# [Task objective]
A faithful copy of the data is what is wanted, minus any pictures.
((
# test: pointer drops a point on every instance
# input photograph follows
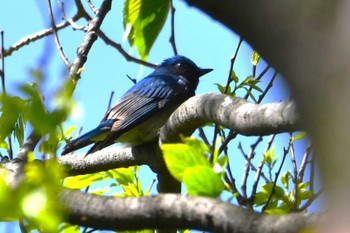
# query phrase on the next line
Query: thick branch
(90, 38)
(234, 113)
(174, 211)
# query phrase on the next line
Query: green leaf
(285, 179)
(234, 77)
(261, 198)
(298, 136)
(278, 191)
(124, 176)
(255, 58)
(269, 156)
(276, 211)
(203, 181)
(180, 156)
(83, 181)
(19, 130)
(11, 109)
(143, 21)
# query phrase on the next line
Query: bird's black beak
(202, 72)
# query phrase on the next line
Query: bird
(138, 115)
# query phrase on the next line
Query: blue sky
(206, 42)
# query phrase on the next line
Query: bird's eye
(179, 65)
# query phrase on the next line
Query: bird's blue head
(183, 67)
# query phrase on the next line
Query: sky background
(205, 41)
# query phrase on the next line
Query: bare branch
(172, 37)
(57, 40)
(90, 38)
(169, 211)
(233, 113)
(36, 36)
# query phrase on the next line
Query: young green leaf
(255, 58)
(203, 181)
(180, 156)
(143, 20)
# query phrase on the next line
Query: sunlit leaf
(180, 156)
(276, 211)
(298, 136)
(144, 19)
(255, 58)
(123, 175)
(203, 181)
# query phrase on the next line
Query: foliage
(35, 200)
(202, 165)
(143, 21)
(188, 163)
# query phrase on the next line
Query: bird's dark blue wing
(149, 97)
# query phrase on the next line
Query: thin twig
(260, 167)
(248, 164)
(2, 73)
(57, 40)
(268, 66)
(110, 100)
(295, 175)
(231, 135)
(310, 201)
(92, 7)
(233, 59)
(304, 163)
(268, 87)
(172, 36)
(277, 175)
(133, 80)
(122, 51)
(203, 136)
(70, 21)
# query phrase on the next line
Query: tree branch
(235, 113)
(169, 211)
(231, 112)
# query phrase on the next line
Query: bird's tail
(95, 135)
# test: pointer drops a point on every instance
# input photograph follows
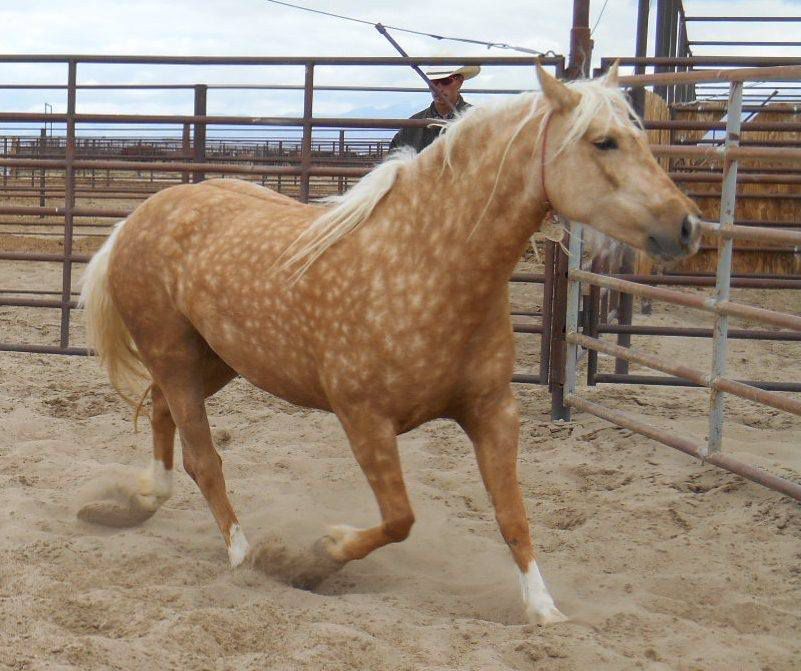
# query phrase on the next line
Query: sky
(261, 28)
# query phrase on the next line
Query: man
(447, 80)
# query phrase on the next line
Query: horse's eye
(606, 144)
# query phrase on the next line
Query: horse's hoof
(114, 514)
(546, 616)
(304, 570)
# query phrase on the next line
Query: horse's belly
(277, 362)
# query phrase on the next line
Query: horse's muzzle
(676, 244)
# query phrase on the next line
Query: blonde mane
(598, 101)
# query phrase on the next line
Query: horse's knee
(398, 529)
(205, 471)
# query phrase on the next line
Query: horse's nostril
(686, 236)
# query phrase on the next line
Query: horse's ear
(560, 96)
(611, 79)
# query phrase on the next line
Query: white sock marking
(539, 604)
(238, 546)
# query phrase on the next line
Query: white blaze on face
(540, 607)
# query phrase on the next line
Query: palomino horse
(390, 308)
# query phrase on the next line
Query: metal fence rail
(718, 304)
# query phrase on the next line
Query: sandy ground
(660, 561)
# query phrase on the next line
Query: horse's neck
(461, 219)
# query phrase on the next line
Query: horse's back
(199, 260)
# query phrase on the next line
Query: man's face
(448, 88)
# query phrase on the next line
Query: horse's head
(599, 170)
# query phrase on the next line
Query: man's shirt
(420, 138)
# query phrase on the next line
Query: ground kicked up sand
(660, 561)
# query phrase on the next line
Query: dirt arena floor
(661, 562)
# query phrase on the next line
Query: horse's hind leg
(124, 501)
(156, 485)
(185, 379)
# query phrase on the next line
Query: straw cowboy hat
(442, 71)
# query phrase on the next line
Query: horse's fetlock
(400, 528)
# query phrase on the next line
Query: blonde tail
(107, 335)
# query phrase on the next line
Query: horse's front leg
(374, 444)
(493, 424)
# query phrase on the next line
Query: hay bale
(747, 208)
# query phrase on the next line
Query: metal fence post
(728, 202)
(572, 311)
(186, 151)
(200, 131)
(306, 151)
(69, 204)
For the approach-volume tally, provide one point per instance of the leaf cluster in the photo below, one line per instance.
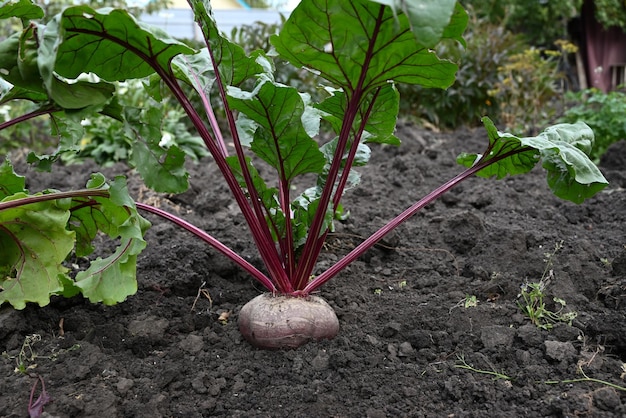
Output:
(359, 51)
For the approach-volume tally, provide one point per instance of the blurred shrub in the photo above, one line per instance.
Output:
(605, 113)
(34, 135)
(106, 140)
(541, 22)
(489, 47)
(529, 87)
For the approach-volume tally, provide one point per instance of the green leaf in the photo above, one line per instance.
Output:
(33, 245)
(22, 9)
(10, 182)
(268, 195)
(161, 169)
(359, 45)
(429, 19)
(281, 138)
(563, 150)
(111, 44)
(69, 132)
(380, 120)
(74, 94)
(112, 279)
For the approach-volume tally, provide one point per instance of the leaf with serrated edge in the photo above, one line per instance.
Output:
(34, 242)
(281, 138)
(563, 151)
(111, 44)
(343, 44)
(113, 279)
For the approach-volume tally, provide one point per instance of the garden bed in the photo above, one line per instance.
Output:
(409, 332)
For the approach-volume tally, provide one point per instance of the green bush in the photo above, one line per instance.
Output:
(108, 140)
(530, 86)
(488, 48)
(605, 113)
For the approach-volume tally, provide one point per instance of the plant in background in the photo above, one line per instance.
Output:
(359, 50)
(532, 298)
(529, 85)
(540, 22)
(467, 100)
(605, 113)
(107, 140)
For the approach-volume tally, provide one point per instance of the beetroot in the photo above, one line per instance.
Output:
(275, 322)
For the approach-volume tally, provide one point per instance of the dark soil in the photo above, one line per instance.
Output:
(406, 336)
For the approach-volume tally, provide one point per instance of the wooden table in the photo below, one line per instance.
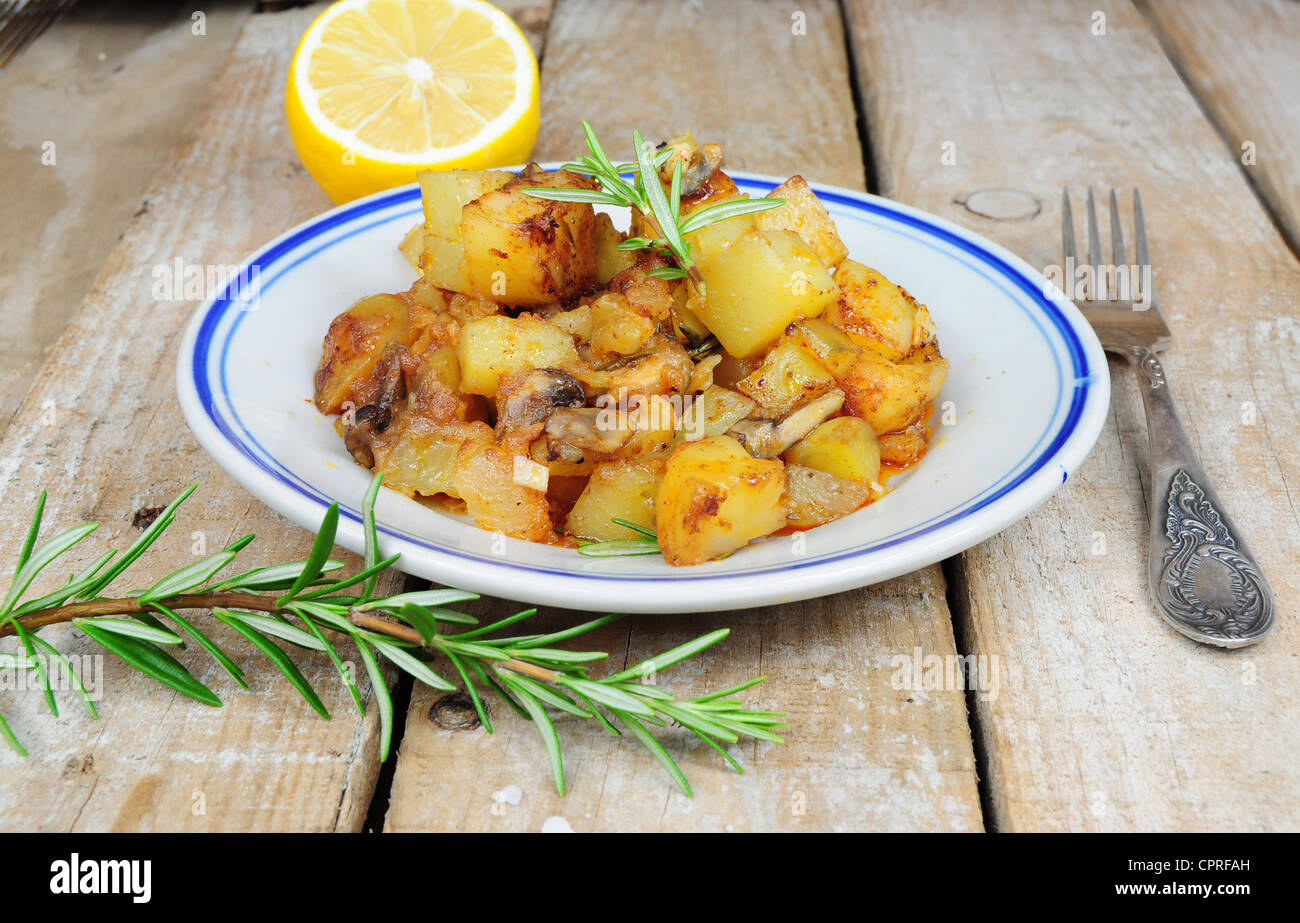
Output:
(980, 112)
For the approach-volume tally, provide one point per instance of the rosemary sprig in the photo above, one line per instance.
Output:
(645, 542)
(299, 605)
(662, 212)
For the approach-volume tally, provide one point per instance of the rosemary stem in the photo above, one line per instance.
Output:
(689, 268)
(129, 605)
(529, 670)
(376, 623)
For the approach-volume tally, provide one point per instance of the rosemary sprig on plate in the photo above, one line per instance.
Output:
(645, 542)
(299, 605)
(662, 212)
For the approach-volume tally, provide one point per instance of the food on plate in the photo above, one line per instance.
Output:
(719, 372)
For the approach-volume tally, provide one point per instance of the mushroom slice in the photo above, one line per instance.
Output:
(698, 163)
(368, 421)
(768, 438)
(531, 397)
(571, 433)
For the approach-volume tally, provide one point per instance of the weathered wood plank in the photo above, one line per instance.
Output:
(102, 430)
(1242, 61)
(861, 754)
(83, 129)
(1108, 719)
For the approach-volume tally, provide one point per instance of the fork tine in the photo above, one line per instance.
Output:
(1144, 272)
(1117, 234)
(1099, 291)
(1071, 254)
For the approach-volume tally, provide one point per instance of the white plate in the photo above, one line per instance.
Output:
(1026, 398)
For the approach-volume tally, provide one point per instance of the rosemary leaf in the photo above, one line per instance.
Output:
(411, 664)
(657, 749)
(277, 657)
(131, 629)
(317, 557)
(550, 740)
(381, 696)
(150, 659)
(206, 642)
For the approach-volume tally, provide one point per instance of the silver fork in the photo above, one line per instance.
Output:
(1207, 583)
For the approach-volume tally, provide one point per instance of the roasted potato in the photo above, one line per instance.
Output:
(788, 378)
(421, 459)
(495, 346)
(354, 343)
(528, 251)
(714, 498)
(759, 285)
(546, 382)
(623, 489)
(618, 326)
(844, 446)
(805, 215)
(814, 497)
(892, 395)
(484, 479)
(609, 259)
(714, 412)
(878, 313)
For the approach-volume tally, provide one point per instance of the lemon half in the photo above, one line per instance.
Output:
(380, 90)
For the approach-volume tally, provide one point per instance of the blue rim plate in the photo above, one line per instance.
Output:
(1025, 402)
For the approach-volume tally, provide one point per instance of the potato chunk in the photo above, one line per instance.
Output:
))
# [Answer below]
# test: pointer drops a point on every instance
# input photograph follows
# query phrase on the next line
Query: thick branch
(90, 38)
(234, 113)
(174, 211)
# query phrase on the next line
Query: green leaf
(285, 179)
(234, 77)
(261, 198)
(298, 136)
(278, 191)
(124, 176)
(255, 58)
(269, 156)
(276, 211)
(203, 181)
(180, 156)
(83, 181)
(19, 130)
(11, 109)
(143, 21)
# query phrase on the next line
Query: bird's black beak
(202, 72)
# query phrase on the next line
Query: bird
(138, 115)
# query phrase on the next line
Query: blue sky
(206, 42)
# query phrase on the next line
Query: bird's eye
(179, 65)
# query phrase on the next line
Query: bird's blue head
(183, 67)
# query phrase on the next line
Query: sky background
(205, 41)
# query phrase on the next line
Query: bare branch
(172, 37)
(57, 40)
(90, 38)
(169, 211)
(233, 113)
(36, 36)
# query phrase on the next line
Query: young green leaf
(255, 58)
(203, 181)
(180, 156)
(143, 20)
# query phrase on the next line
Query: sunlit leaf
(180, 156)
(276, 211)
(298, 136)
(144, 19)
(255, 58)
(123, 175)
(203, 181)
# query phrase on the next line
Query: foliage
(35, 200)
(202, 165)
(143, 21)
(188, 163)
# query phrase on the next line
Query: bird's dark blue wing
(149, 97)
# query phrase on the next line
Query: thin twig
(260, 167)
(248, 164)
(2, 73)
(57, 40)
(268, 66)
(110, 100)
(295, 175)
(231, 135)
(310, 201)
(92, 7)
(233, 59)
(304, 163)
(268, 87)
(172, 36)
(277, 175)
(133, 80)
(122, 51)
(203, 136)
(70, 21)
# query phrase on the next line
Query: tree branch
(235, 113)
(169, 211)
(231, 112)
# query phrase on the next line
Query: bird's tail
(95, 135)
# test: pointer drops a point on every instance
# input photograph follows
# query phrase on the next line
Query: sky
(261, 28)
# query phrase on the next line
Query: man
(447, 80)
# query phrase on the next line
Query: horse's eye
(606, 144)
# query phrase on the next line
Query: horse's hoof
(114, 514)
(546, 616)
(304, 570)
# query phrase on the next line
Query: horse's belly
(277, 362)
# query phrase on the next line
Query: horse's muzzle
(676, 244)
# query phrase on the next line
Query: blonde mane
(598, 101)
# query phrase on the next line
Query: horse's knee
(398, 529)
(205, 471)
# query phrase on the next line
Query: horse's nostril
(686, 236)
# query phrase on the next line
Query: horse's ear
(560, 96)
(611, 79)
# query phrase on the next line
Query: white sock marking
(539, 604)
(238, 546)
# query phrase on the next line
Query: white blaze on face
(540, 607)
# query phrase on the next line
Query: palomino horse
(390, 308)
# query phrase on the next line
Query: metal fence rail
(718, 304)
# query phrase on the next line
Query: sandy ground
(660, 561)
# query phrase on the next line
Query: horse's neck
(461, 219)
# query phrase on the next line
Query: horse's back
(199, 260)
# query phrase on the next line
Query: man's face
(448, 88)
# query phrase on the next line
Query: horse's head
(599, 170)
# query phrase on the next line
Query: man's shirt
(420, 138)
# query phrase on the next line
Query: ground kicked up sand
(660, 561)
# query phrase on the next line
Query: dirt arena floor
(661, 562)
# query phrase on the next line
Query: horse's hind leg
(124, 501)
(156, 485)
(185, 379)
# query phrase on the next line
Query: straw cowboy hat
(442, 71)
# query phrase on the next line
Query: horse's fetlock
(400, 528)
# query phrase on the next line
Query: blonde tail
(107, 335)
# query phrase on the next line
Query: horse's front leg
(374, 444)
(493, 424)
# query phrase on the next line
Query: hay bale
(747, 208)
# query phrase on the next line
Query: metal fence post
(728, 202)
(572, 311)
(186, 151)
(200, 131)
(306, 151)
(69, 204)
For the approach-volume tally, provide one point per instance of the leaf cluster in the photo below, one line per instance.
Output:
(359, 51)
For the approach-volume tally, provide one point per instance of the blurred shrub in the photo above, one line per instance.
Output:
(605, 113)
(34, 135)
(106, 140)
(541, 22)
(489, 47)
(529, 87)
For the approach-volume tally, provide one point per instance of the green leaf in the photo above, one line per instance.
Output:
(33, 245)
(22, 9)
(10, 182)
(268, 195)
(161, 169)
(359, 45)
(429, 19)
(281, 138)
(563, 150)
(111, 44)
(69, 132)
(380, 120)
(74, 94)
(112, 279)
For the approach-volume tally, provide one point per instance of the leaf with serrated edge in the photo above, one line per instance.
Output:
(34, 242)
(281, 138)
(563, 151)
(111, 44)
(343, 44)
(113, 279)
For the approach-volume tally, provide one point per instance of the garden bed in the photo above, one line per instance.
Output:
(409, 332)
For the approach-volume tally, provide one point per instance of the green bush in the photo above, one line per instance.
Output:
(108, 140)
(530, 86)
(488, 48)
(605, 113)
For the approach-volume tally, provide one point per instance of the plant in background in the photo above, one line per instance.
Output:
(359, 50)
(532, 298)
(529, 85)
(540, 22)
(467, 100)
(605, 113)
(107, 140)
For the approach-volume tally, provide one point per instance of the beetroot in the photo above, one line per instance.
Output:
(275, 322)
For the approach-volume tally, provide one point per instance of the dark soil in the photo above, one line per instance.
Output:
(406, 336)
For the approach-volume tally, provide one point per instance of the wooden table in the photo below, one line per instance.
Output:
(980, 112)
For the approach-volume tally, provide one point per instance of the rosemary sprig in the photo above, one line per instance.
Output:
(645, 542)
(299, 605)
(662, 212)
For the approach-volume tally, provide one point per instance of the rosemary stem in the photo above, one line per instance.
Output:
(689, 268)
(129, 605)
(529, 670)
(376, 623)
For the approach-volume tally, provide one point per instance of the rosemary sprig on plate in the photo above, one line per instance.
Output:
(645, 542)
(299, 605)
(662, 212)
For the approach-volume tally, provide one point per instance of the food on plate in the photo above, one line per instance.
Output:
(719, 372)
For the approach-volume tally, provide one point per instance of the mushroom slice in the photo above, one line per instance.
Output:
(698, 163)
(368, 421)
(768, 438)
(531, 397)
(571, 433)
For the approach-volume tally, provide one point per instance of the weathered wood plank in the photo above, one line per instance.
Output:
(102, 430)
(1242, 61)
(861, 754)
(83, 129)
(1108, 719)
For the approach-volume tally, provide one point per instance of the fork tine in the photo above, one line per instance.
Output:
(1144, 272)
(1117, 234)
(1099, 291)
(1071, 254)
For the approach-volume tally, provide one point per instance of the white plate in the photo above, one line per instance.
Output:
(1026, 398)
For the approach-volume tally, provide one point per instance of the rosemary leaf in the photo above, one line per instance.
Output:
(411, 664)
(657, 749)
(277, 657)
(131, 629)
(317, 557)
(550, 740)
(381, 696)
(150, 659)
(206, 642)
For the approach-volume tally, provide one point per instance of the silver fork in the photo above, one line per instance.
Output:
(1207, 583)
For the approach-volume tally, provide one point per instance of the roasted potato in the photo above, one line per instance.
Output:
(788, 378)
(421, 459)
(495, 346)
(354, 343)
(528, 251)
(714, 498)
(759, 285)
(546, 382)
(623, 489)
(618, 326)
(844, 446)
(805, 215)
(814, 497)
(892, 395)
(484, 479)
(609, 259)
(714, 412)
(878, 313)
For the approach-volume tally, provide one point per instance of the lemon half in the photo above, one line per instance.
Output:
(380, 90)
For the approach-volume tally, provide one point per instance of the blue rim plate in the photo above, one line per instance.
Output:
(1025, 402)
For the approach-volume tally, provide one point per instance of the potato chunk in the photo above, one line per instance.
Output:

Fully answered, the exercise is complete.